Request:
Copy the material below, changing every occurrence of "Target" to "Label" and keeping everything else the same.

[Dataset rows on where objects appear]
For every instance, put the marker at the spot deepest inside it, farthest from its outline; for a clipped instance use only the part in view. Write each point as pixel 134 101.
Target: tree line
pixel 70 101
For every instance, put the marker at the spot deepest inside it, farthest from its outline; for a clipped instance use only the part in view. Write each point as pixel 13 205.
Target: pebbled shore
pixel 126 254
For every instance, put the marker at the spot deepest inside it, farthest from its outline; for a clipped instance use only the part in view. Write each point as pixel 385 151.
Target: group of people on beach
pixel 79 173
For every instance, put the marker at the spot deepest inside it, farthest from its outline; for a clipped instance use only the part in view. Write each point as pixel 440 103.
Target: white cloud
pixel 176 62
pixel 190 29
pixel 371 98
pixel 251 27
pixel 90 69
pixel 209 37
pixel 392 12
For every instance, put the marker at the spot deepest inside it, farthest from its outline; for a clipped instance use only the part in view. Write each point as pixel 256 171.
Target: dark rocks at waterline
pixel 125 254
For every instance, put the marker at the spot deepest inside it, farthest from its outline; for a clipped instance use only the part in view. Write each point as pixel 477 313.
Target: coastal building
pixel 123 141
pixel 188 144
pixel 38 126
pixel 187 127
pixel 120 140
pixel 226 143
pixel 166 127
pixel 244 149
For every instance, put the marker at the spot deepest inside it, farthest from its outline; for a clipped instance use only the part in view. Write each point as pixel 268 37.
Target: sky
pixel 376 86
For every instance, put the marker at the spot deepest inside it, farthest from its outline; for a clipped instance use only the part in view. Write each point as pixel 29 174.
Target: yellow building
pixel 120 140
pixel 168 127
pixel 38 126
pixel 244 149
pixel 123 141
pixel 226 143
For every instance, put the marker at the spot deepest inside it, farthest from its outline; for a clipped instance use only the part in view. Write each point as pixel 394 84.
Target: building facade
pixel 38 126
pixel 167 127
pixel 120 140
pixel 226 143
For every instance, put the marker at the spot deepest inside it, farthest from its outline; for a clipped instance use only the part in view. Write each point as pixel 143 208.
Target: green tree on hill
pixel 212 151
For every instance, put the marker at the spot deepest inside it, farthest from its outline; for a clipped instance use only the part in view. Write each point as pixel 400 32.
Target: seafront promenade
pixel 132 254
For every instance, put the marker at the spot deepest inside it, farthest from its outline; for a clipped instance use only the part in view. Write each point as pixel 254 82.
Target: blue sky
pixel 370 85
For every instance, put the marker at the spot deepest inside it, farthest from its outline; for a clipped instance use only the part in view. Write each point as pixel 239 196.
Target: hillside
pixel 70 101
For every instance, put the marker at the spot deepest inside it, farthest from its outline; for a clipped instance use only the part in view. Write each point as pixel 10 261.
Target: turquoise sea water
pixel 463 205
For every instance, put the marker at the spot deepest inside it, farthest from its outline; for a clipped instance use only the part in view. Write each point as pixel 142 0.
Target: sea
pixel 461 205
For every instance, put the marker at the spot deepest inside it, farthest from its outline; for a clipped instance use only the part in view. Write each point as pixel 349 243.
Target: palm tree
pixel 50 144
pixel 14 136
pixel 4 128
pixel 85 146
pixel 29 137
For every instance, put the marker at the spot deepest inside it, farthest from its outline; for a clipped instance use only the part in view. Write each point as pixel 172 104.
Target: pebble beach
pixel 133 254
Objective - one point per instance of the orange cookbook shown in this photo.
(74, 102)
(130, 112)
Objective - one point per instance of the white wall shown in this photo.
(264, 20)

Exercise response:
For every instance, put the marker at the spot deepest inside it, farthest from its outline; for a clipped instance use only the part in view. Write each point as pixel 134 101.
Label: tree line
pixel 70 101
For every instance, put the marker at the spot deepest inside it, farthest from its outline; for a clipped instance use only the part in view. Write each point as pixel 13 205.
Label: pebbled shore
pixel 126 254
For every instance, put the marker at the spot deepest inside it, farthest from its outline; for a clipped instance use only the part in view. Write each point as pixel 385 151.
Label: group of people on beach
pixel 79 173
For every instance, put the marker at the spot deepest inside it, farthest from its outline; for a clipped instance use only the part in view. Write each point as pixel 440 103.
Label: white cloud
pixel 176 62
pixel 190 29
pixel 371 98
pixel 251 27
pixel 90 69
pixel 209 37
pixel 392 12
For every instance, put the marker at the spot deepest inside it, farthest from its outline; for a clipped instance use only the part in view. Write each point as pixel 256 171.
Label: dark rocks at waterline
pixel 125 254
For every instance, put the marker at the spot deepest inside it, farthest from its outline; for a clipped instance use only the part in view. Write each point as pixel 477 313.
Label: coastal building
pixel 123 141
pixel 188 144
pixel 38 126
pixel 187 127
pixel 120 140
pixel 226 143
pixel 166 127
pixel 244 149
For every instance, put the marker at the spot deepest inside it, farthest from its outline; for a clipped instance use only the part in view. Write each point as pixel 268 37.
Label: sky
pixel 376 86
For every instance, put the marker at the spot deepest inside it, farthest from its outline; for a clipped instance use only the part in view. Write each point as pixel 29 174.
Label: yellow building
pixel 120 140
pixel 168 127
pixel 38 126
pixel 244 149
pixel 123 141
pixel 226 143
For every instance, put the marker at the spot deepest inside it, farthest from its outline; for a clipped instance use only the part in view. Write each point as pixel 394 84.
Label: building facade
pixel 38 126
pixel 167 127
pixel 120 140
pixel 226 143
For every instance, put the marker at the spot deepest inside it, farthest from its outline; for a clipped instance use only the part in view. Write each point as pixel 143 208.
Label: green tree on hill
pixel 212 151
For every instance, put the marker at the spot deepest inside it, farthest from its outline; for a clipped instance use only the part in view. Write each point as pixel 400 32.
Label: seafront promenade
pixel 132 254
For every instance, put the marker at the spot deepest inside it, farthest from its outline; for a clipped instance use only the part in view. Write each point as pixel 254 82.
Label: blue sky
pixel 370 85
For every instance, put the marker at the spot deepest inside it, farthest from its outline; for a clipped instance use only the part in view. Write each point as pixel 239 196.
Label: hillside
pixel 70 101
For every instance, put the marker at the spot deepest inside it, farthest from its outline; for a clipped instance use only the part in view. Write each point as pixel 10 261.
Label: turquoise sea water
pixel 463 205
For every instance, put the marker at the spot deepest inside it, farthest from its outline; for a clipped instance use only the part in view. Write each point as pixel 142 0.
Label: sea
pixel 461 205
For every instance, put the marker at the spot deepest inside it, farthest from its outline; for a clipped instance use only the part in view. Write each point as pixel 349 243.
Label: palm tree
pixel 50 144
pixel 14 136
pixel 4 128
pixel 85 146
pixel 29 137
For every instance, put the marker at the spot deepest inside it, farthest from its outline; for a clipped instance use only the part in view. Write each point as pixel 172 104.
Label: pebble beach
pixel 133 254
Objective - one point per instance of the orange cookbook shown in this photo.
(74, 102)
(130, 112)
Objective - one point per instance of the white wall shown in this photo.
(264, 20)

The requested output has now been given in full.